Lay out the lines below as a two-column CSV with the headers "text" and "coordinates". Give one row for each block of wording, with that wording under "text" and all the coordinate values that follow it under "coordinates", placing each field in quotation marks and replacing line breaks with spaces.

---------- The input

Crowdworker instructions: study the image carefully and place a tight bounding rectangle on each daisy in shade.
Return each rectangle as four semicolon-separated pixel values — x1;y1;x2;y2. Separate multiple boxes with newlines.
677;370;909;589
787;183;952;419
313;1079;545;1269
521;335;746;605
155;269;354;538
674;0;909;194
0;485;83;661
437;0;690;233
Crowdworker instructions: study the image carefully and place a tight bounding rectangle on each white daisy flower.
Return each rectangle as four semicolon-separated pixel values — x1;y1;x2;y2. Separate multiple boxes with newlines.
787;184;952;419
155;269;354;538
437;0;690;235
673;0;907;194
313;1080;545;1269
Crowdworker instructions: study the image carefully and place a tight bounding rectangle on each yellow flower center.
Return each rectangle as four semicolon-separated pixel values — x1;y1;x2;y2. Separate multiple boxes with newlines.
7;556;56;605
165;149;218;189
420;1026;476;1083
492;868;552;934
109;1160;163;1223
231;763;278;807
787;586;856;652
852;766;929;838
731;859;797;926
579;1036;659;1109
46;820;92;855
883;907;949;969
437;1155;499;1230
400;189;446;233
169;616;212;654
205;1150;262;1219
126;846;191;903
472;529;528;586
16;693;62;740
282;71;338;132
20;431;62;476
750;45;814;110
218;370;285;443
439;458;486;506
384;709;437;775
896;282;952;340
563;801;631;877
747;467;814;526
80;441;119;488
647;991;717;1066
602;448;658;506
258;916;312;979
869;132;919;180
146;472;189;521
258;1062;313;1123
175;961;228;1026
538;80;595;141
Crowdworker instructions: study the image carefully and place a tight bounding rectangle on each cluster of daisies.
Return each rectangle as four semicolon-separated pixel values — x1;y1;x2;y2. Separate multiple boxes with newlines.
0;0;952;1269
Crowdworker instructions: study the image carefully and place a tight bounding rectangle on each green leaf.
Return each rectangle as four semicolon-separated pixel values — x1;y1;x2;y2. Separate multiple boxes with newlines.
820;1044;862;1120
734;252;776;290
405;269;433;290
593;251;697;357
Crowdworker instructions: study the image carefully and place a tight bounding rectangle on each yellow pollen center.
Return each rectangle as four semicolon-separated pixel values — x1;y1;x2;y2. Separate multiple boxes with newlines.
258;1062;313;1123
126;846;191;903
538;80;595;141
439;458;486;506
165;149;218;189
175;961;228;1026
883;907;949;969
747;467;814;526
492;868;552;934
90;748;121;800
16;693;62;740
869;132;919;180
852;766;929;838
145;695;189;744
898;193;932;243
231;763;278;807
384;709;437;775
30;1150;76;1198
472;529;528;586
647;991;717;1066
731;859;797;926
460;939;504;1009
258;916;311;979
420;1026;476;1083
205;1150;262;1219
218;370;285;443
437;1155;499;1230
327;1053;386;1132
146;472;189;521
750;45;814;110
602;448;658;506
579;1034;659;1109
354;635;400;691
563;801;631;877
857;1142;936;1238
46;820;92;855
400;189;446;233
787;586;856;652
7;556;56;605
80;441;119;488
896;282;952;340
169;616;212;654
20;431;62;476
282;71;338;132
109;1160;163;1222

--------------------

Written response:
text,coordinates
"Crowdworker instructions: study the image carefully and place a tight bounding rectangle on each daisy in shade. Return each rectangle as four semicolon-separated pixel values — x1;y1;x2;y2. Separate multiple boxes with newlines.","677;370;909;589 787;183;952;419 313;1079;545;1269 521;335;746;605 155;269;354;538 674;0;909;194 0;485;83;661 437;0;690;233"
"Crowdworker instructions: study the image carefully and place a tight bounding rectangle on each white daisy flower. Return each rectangle as four semicolon-separated pixel values — x1;y1;x2;y2. Separate multiple boxes with newlines.","787;184;952;419 155;269;354;538 437;0;690;235 673;0;907;194 313;1080;545;1269"
"Crowdworker instructions: study the image carefully and place a tight bounding rectangle on each yellow flower center. Return each rectangle as four semicolon-separated pixel values — x1;y1;x2;y2. Separate multiple boxes with newlines.","7;556;56;605 165;149;218;189 420;1026;476;1083 492;868;552;934 109;1160;163;1223 231;763;278;807 787;586;856;652 852;766;929;838 731;859;797;926 579;1036;659;1109 46;820;92;855 883;907;949;969 437;1155;499;1230 400;189;446;233 169;616;212;654 205;1150;262;1219 126;846;191;903 472;529;528;586 16;693;62;740 282;71;338;132 20;431;62;476 750;45;814;110 218;370;285;443 439;458;486;506 384;709;437;775 896;282;952;340 563;801;631;877 747;467;814;526 80;441;119;488 647;991;717;1066 602;448;658;506 258;916;312;979 869;132;919;180 146;472;189;521 258;1062;313;1123 175;961;228;1026 538;80;595;141"
"Crowdworker instructions: study the image carefully and place a tight bounding rectangle on each cluster of daisies. Return each rectangle as four semicolon-separated pixel values — x1;y1;x2;y2. Separate multiple boxes with newlines.","0;0;952;1269"
"Crowdworker instructions: study the image carefully and place a tight bounding rectangle on each green leaf. Return each rectangle as four semicolon-separated pixel values — x1;y1;x2;y2. Separate multiple boxes with newlines.","820;1044;862;1120 734;252;776;290 405;269;433;290 593;251;697;357"
"Crowdworker instructions: study the image carefully and place a tight bounding rectangle on each yellow pollen center. Return each rectangle as four semicolon-separated pixel values — x1;y1;x2;y2. Separate multiple boxes with newlines.","258;1062;313;1123 126;846;191;903 538;80;595;141 439;458;486;506 165;149;218;189 175;961;228;1026 883;907;949;969 747;467;814;526 492;868;552;934 90;748;121;800 16;693;62;740 869;132;919;180 852;766;929;838 145;695;189;744 898;193;932;243 231;763;278;807 384;709;437;775 30;1150;76;1198 472;529;528;586 647;991;717;1066 731;859;797;926 460;939;504;1009 258;916;311;979 420;1026;476;1083 205;1150;262;1219 218;370;285;443 437;1155;499;1230 327;1053;386;1132 146;472;189;521 750;45;814;110 602;448;658;506 579;1034;659;1109 354;635;400;691 563;801;631;877 857;1142;936;1238 46;820;92;855 400;189;446;233 787;586;856;652 7;556;56;605 80;441;119;488 896;282;952;340 169;616;212;654 20;431;62;476 282;71;338;132 109;1160;163;1222"